- **Exercise directions**
Report how many lines of the material below contain the string "canoe". Give only the number.

- **Annotation data for object locations**
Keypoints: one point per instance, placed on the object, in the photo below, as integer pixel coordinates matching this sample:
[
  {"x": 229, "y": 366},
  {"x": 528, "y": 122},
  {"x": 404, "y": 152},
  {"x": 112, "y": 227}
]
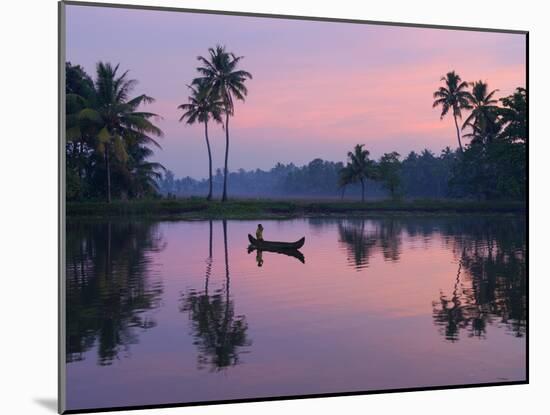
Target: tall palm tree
[
  {"x": 225, "y": 81},
  {"x": 345, "y": 177},
  {"x": 454, "y": 95},
  {"x": 116, "y": 117},
  {"x": 483, "y": 118},
  {"x": 361, "y": 167},
  {"x": 202, "y": 107}
]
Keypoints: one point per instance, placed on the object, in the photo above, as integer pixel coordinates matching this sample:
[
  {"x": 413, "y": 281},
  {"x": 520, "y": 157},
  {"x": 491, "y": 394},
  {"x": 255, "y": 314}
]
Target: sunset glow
[{"x": 318, "y": 89}]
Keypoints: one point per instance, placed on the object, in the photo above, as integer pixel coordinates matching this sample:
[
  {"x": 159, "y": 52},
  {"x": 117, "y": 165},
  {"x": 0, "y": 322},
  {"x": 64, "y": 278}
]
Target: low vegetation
[{"x": 198, "y": 208}]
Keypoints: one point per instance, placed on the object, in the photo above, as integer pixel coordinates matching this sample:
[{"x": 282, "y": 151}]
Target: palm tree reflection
[
  {"x": 110, "y": 286},
  {"x": 219, "y": 334},
  {"x": 363, "y": 238},
  {"x": 492, "y": 259}
]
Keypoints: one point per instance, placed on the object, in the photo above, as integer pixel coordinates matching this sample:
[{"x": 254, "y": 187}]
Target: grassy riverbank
[{"x": 196, "y": 208}]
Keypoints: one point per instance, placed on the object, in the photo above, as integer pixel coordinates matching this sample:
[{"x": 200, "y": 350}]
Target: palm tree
[
  {"x": 361, "y": 167},
  {"x": 453, "y": 95},
  {"x": 225, "y": 82},
  {"x": 116, "y": 117},
  {"x": 483, "y": 118},
  {"x": 345, "y": 177},
  {"x": 202, "y": 107}
]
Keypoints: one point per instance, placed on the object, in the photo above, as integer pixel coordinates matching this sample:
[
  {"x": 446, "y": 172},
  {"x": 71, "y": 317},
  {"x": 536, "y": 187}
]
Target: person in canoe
[
  {"x": 260, "y": 232},
  {"x": 259, "y": 257}
]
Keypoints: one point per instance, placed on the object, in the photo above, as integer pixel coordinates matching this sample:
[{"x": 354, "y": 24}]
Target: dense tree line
[
  {"x": 109, "y": 136},
  {"x": 110, "y": 140}
]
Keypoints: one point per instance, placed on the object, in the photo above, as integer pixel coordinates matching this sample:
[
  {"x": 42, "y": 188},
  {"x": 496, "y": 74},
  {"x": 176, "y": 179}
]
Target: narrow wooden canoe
[
  {"x": 289, "y": 252},
  {"x": 276, "y": 245}
]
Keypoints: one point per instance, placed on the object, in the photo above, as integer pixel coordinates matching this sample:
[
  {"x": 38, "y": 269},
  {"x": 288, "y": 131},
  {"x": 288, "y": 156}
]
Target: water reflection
[
  {"x": 110, "y": 286},
  {"x": 490, "y": 282},
  {"x": 219, "y": 334},
  {"x": 490, "y": 287},
  {"x": 362, "y": 238}
]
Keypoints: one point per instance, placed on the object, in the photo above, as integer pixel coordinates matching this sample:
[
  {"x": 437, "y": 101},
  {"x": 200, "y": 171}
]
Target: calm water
[{"x": 166, "y": 312}]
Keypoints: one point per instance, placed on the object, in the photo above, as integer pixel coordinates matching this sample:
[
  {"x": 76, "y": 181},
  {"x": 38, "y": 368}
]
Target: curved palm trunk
[
  {"x": 108, "y": 168},
  {"x": 209, "y": 197},
  {"x": 458, "y": 133},
  {"x": 224, "y": 195}
]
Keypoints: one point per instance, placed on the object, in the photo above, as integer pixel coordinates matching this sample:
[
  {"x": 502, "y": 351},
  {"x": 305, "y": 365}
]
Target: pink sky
[{"x": 319, "y": 88}]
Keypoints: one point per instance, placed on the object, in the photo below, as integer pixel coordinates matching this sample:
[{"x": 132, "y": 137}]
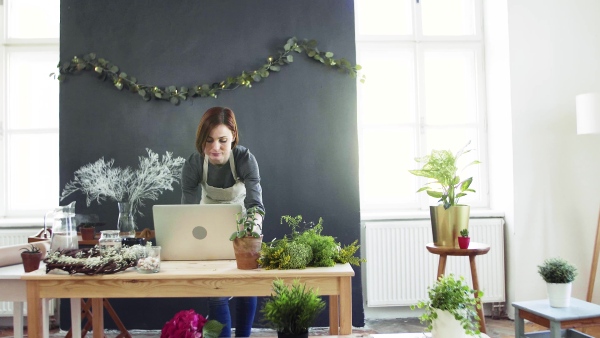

- **Final result**
2